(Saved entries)
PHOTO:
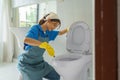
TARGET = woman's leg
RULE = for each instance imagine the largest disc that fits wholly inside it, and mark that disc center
(53, 75)
(20, 77)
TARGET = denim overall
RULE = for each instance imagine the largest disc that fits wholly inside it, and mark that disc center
(32, 65)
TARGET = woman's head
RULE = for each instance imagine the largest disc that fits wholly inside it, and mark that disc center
(50, 20)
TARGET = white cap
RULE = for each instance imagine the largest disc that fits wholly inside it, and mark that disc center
(52, 16)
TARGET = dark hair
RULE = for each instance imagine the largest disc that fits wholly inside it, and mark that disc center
(42, 21)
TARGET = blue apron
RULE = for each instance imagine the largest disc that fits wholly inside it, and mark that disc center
(31, 63)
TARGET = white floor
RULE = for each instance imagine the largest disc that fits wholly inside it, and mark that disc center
(8, 71)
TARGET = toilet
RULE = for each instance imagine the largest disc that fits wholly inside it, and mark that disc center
(76, 63)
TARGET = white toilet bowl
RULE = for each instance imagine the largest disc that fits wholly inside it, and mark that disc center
(75, 64)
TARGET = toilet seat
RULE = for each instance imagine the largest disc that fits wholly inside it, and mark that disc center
(78, 38)
(78, 43)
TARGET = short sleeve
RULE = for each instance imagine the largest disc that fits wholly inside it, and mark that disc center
(53, 35)
(33, 32)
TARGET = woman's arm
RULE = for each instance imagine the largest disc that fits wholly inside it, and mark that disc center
(63, 31)
(31, 41)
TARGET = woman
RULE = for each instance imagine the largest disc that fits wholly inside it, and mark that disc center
(31, 63)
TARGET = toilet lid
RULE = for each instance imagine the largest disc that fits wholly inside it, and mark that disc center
(78, 37)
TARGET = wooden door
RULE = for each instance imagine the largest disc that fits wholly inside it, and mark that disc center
(106, 40)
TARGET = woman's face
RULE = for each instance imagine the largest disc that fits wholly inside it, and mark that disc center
(52, 25)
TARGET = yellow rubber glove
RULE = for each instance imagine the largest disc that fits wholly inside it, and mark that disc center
(49, 49)
(67, 29)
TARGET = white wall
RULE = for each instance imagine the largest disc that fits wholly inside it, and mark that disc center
(118, 39)
(69, 11)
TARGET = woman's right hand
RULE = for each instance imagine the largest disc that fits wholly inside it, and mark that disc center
(49, 49)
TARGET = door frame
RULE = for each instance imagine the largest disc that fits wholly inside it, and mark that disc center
(106, 62)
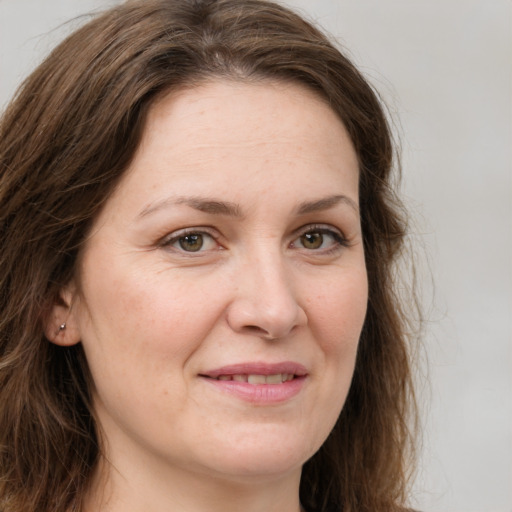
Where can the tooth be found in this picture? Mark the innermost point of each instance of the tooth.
(256, 379)
(275, 379)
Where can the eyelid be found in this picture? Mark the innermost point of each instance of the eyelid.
(168, 240)
(338, 235)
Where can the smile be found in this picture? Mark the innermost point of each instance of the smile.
(277, 378)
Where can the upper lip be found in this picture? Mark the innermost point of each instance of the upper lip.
(258, 368)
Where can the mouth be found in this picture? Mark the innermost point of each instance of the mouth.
(255, 379)
(259, 382)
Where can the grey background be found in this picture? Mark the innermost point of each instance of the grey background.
(444, 68)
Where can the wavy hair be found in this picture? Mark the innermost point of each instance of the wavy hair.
(66, 140)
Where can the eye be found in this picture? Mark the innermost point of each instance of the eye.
(191, 241)
(319, 238)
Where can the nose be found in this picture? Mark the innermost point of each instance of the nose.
(265, 302)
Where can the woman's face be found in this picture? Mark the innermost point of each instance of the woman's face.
(223, 288)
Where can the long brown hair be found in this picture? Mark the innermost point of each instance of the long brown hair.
(65, 141)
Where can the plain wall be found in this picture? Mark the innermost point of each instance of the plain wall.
(444, 68)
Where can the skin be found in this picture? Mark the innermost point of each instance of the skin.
(154, 316)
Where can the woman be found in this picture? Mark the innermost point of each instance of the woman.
(198, 302)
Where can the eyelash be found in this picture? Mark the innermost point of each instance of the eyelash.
(338, 238)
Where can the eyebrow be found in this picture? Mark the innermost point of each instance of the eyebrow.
(217, 207)
(202, 204)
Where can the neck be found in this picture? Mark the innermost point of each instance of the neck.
(162, 489)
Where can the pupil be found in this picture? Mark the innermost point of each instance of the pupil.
(191, 243)
(312, 240)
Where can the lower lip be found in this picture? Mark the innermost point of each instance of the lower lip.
(260, 393)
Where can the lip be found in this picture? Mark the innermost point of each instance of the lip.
(263, 394)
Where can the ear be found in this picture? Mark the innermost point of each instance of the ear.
(61, 326)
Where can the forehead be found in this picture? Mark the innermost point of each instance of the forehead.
(236, 137)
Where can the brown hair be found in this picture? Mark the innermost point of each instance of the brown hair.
(65, 142)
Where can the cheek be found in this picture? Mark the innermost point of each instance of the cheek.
(338, 311)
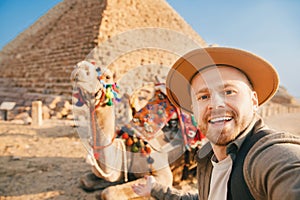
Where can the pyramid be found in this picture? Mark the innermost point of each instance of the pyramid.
(38, 63)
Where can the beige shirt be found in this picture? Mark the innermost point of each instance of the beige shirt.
(219, 178)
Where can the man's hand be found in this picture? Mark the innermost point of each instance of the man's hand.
(144, 189)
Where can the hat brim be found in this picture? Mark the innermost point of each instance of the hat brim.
(262, 75)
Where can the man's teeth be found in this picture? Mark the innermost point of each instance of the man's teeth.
(220, 119)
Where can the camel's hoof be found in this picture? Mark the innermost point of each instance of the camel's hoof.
(90, 182)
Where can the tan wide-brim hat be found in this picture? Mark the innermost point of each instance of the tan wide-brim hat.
(261, 73)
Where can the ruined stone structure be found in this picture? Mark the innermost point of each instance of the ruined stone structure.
(37, 64)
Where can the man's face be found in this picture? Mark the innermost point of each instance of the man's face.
(223, 103)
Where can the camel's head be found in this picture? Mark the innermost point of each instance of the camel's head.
(91, 82)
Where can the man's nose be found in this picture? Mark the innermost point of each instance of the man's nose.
(217, 101)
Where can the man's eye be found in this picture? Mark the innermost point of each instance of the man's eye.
(203, 97)
(229, 92)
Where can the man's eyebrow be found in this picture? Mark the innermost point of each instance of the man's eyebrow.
(222, 86)
(203, 90)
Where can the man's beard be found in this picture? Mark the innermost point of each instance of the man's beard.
(223, 135)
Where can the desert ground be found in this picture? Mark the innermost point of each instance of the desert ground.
(46, 162)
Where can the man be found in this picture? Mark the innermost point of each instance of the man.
(243, 159)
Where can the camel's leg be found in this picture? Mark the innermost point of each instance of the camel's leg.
(124, 191)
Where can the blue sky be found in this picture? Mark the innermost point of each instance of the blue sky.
(270, 28)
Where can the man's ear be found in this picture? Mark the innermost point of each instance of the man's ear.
(255, 100)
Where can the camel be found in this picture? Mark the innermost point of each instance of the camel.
(151, 143)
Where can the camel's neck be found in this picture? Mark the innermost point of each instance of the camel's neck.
(105, 120)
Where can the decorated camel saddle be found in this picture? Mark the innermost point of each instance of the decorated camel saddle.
(157, 135)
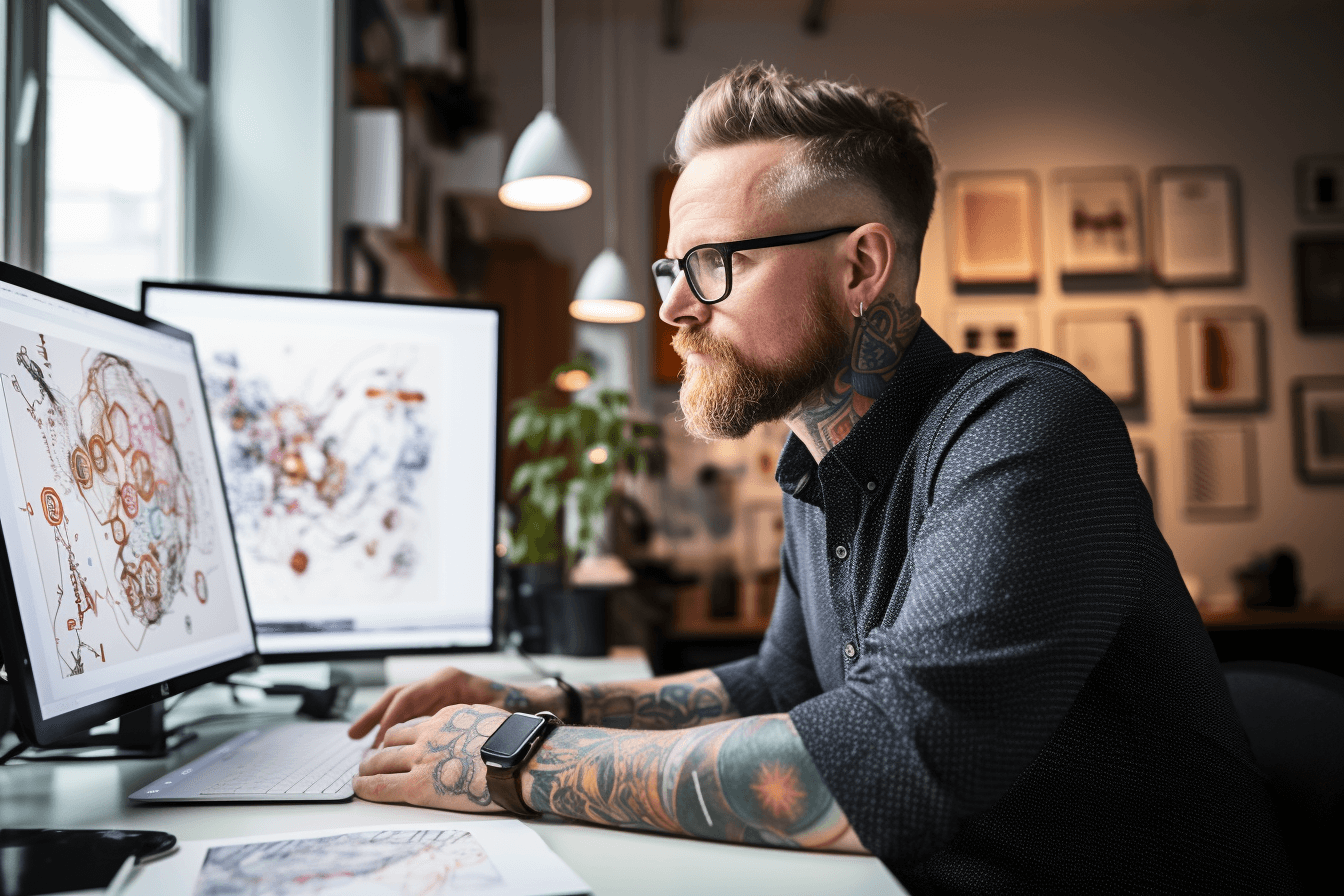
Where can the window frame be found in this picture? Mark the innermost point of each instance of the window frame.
(183, 89)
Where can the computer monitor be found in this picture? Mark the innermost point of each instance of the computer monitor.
(118, 583)
(359, 445)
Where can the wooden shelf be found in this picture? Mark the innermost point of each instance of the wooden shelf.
(1243, 618)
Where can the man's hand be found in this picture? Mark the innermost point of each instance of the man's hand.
(445, 688)
(433, 762)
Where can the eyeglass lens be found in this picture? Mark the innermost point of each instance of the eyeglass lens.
(707, 273)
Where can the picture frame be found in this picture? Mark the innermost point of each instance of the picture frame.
(1221, 472)
(1320, 188)
(1196, 226)
(993, 229)
(1222, 359)
(1108, 348)
(1097, 222)
(1319, 281)
(988, 328)
(1319, 429)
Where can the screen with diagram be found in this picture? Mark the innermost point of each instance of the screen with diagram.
(358, 445)
(114, 516)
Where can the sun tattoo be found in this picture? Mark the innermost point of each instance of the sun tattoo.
(777, 787)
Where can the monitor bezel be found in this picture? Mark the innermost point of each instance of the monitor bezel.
(14, 646)
(378, 653)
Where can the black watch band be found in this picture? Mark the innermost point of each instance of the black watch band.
(506, 783)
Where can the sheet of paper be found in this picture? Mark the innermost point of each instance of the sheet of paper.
(484, 857)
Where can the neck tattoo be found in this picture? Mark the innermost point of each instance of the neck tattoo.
(879, 340)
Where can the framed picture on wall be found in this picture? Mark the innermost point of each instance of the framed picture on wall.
(1221, 474)
(1222, 359)
(1097, 222)
(1106, 347)
(1196, 226)
(1319, 270)
(993, 229)
(1320, 188)
(1319, 429)
(988, 328)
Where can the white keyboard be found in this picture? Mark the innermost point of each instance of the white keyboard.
(299, 762)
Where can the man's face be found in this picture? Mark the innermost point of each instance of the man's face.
(780, 335)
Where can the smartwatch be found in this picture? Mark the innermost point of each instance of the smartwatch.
(508, 750)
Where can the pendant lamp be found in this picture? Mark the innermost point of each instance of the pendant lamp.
(543, 172)
(604, 294)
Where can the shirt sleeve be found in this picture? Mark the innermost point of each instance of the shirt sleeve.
(1023, 563)
(780, 676)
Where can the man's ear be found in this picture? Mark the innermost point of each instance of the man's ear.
(870, 259)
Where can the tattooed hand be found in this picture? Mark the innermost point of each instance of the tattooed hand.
(446, 688)
(433, 762)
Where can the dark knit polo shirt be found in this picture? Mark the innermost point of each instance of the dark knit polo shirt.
(991, 656)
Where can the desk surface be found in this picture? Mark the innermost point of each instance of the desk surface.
(84, 794)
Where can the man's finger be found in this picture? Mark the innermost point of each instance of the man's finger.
(374, 713)
(382, 789)
(403, 732)
(387, 760)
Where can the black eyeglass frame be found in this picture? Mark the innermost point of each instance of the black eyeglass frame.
(726, 251)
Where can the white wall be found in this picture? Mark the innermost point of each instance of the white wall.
(266, 216)
(1253, 85)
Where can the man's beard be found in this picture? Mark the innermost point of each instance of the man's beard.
(726, 399)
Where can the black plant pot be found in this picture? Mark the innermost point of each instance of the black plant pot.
(575, 622)
(528, 589)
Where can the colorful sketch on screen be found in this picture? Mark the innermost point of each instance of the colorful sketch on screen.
(410, 863)
(109, 465)
(327, 453)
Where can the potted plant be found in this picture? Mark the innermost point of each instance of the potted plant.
(577, 452)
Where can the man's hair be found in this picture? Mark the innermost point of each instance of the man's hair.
(846, 135)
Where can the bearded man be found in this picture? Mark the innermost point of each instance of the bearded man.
(983, 664)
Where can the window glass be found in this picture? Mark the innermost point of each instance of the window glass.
(157, 23)
(114, 159)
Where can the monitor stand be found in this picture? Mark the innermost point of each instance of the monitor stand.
(140, 735)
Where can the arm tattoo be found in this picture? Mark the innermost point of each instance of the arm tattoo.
(746, 781)
(879, 341)
(460, 740)
(674, 701)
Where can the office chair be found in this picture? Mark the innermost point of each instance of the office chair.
(1294, 720)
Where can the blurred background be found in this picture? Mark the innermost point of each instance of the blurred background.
(1149, 188)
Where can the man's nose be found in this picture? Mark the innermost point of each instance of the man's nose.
(682, 308)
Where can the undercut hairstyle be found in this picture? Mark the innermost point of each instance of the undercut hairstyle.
(846, 136)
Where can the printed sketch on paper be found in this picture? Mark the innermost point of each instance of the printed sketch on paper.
(401, 863)
(325, 450)
(109, 466)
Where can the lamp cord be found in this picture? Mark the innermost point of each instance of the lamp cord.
(549, 55)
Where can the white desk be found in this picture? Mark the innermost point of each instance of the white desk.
(612, 861)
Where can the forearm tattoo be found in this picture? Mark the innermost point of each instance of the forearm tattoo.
(457, 773)
(674, 701)
(746, 781)
(879, 341)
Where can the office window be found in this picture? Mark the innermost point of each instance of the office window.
(157, 23)
(114, 169)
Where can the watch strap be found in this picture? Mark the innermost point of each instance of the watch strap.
(506, 785)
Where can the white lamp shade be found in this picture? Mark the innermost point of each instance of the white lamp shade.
(543, 172)
(604, 294)
(376, 168)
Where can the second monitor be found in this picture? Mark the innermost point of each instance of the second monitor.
(359, 446)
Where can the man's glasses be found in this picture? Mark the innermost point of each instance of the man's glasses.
(708, 267)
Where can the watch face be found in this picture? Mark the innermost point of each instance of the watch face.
(508, 743)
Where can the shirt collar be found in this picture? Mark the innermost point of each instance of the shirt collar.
(874, 448)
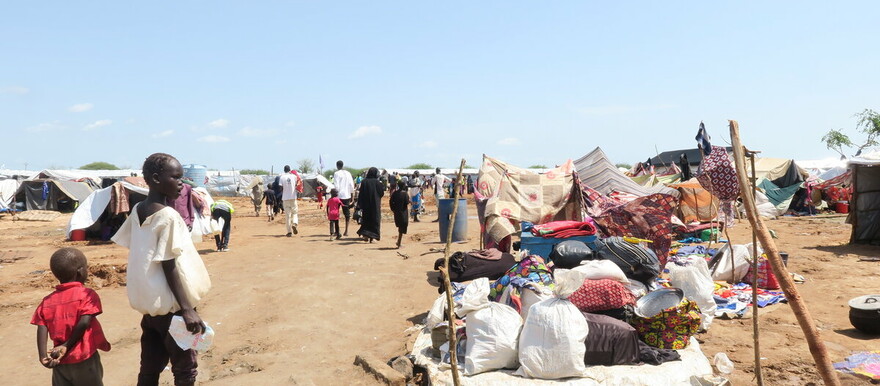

→ Your instructions
From the entries above, copy every line that holds the word "toilet".

→ The answer
TARGET = toilet
TARGET = white toilet bowl
TARGET = toilet seat
TARGET = toilet lid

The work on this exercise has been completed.